# START OF EXERCISE MATERIAL

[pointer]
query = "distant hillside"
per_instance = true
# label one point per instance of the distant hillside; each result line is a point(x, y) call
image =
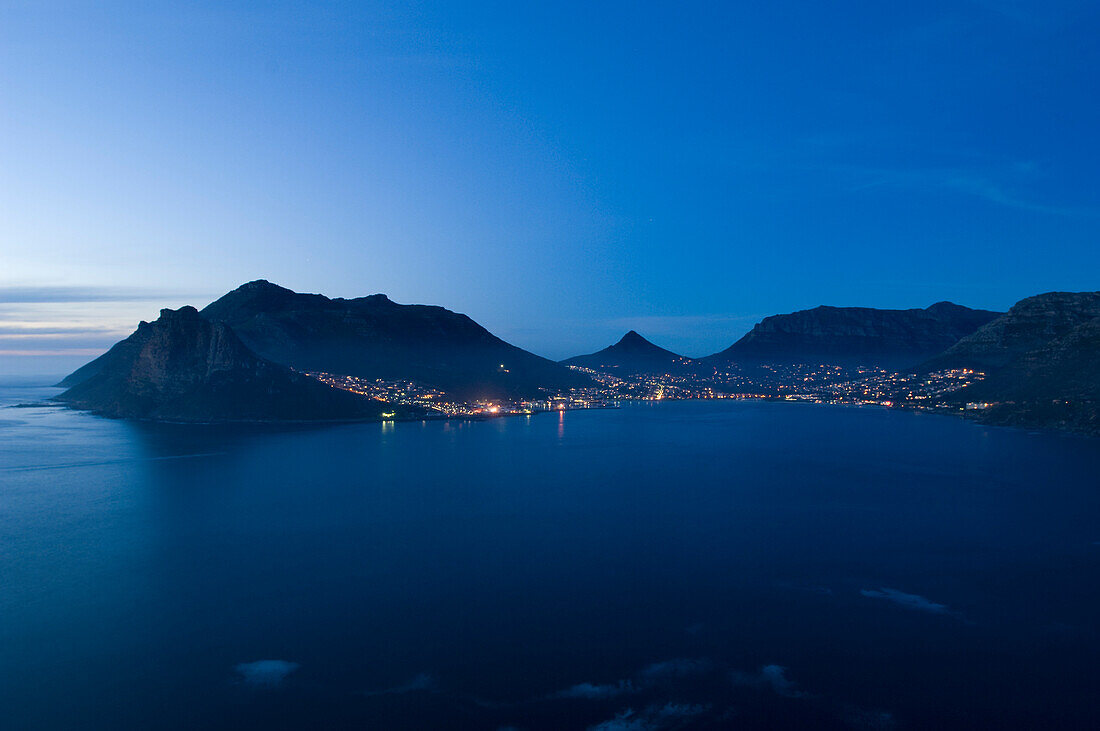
point(1030, 324)
point(854, 335)
point(1043, 363)
point(375, 338)
point(183, 367)
point(634, 354)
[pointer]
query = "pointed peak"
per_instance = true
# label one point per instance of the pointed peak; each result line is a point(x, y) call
point(631, 336)
point(261, 285)
point(185, 312)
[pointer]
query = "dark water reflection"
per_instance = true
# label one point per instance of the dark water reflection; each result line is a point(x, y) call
point(681, 565)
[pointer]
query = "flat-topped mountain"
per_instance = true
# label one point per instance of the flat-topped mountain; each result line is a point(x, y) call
point(634, 354)
point(183, 367)
point(1043, 363)
point(854, 335)
point(375, 338)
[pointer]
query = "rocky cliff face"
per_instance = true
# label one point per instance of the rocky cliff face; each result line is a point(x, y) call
point(855, 335)
point(634, 354)
point(1043, 363)
point(1030, 324)
point(183, 367)
point(375, 338)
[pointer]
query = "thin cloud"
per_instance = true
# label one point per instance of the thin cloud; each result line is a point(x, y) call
point(913, 601)
point(653, 718)
point(772, 677)
point(593, 691)
point(24, 295)
point(265, 673)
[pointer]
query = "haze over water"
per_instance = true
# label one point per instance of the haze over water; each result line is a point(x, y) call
point(657, 566)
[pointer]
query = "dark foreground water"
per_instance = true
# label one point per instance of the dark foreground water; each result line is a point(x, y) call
point(668, 566)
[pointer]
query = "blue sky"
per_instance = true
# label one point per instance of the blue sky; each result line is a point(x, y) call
point(559, 172)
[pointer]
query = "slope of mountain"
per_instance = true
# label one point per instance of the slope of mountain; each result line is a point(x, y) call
point(634, 354)
point(1030, 324)
point(183, 367)
point(854, 335)
point(1043, 363)
point(375, 338)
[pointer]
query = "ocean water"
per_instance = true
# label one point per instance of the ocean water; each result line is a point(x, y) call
point(680, 565)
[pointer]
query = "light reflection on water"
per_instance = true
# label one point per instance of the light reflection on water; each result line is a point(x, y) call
point(694, 564)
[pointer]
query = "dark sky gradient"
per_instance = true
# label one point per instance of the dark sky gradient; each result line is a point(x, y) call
point(560, 172)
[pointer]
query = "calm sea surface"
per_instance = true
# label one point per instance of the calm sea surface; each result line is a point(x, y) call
point(659, 566)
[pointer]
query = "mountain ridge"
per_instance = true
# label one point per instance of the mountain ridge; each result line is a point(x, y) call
point(854, 335)
point(633, 354)
point(375, 338)
point(183, 367)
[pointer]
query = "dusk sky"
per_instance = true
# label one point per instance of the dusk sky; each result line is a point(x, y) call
point(560, 172)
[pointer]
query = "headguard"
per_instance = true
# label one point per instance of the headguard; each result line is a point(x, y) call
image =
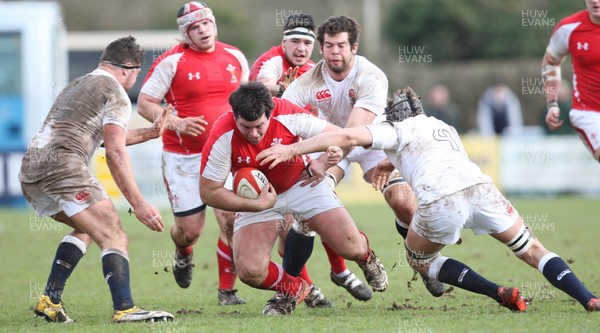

# END OF EXERCISE MATERIAL

TASK REQUIREMENTS — Pull out every line in the records that contains the string "flat", copying each line in full.

FINAL ANSWER —
query = "flat-topped mountain"
# label one point per instance of the flat-topped mountain; each result line is a point(x, y) call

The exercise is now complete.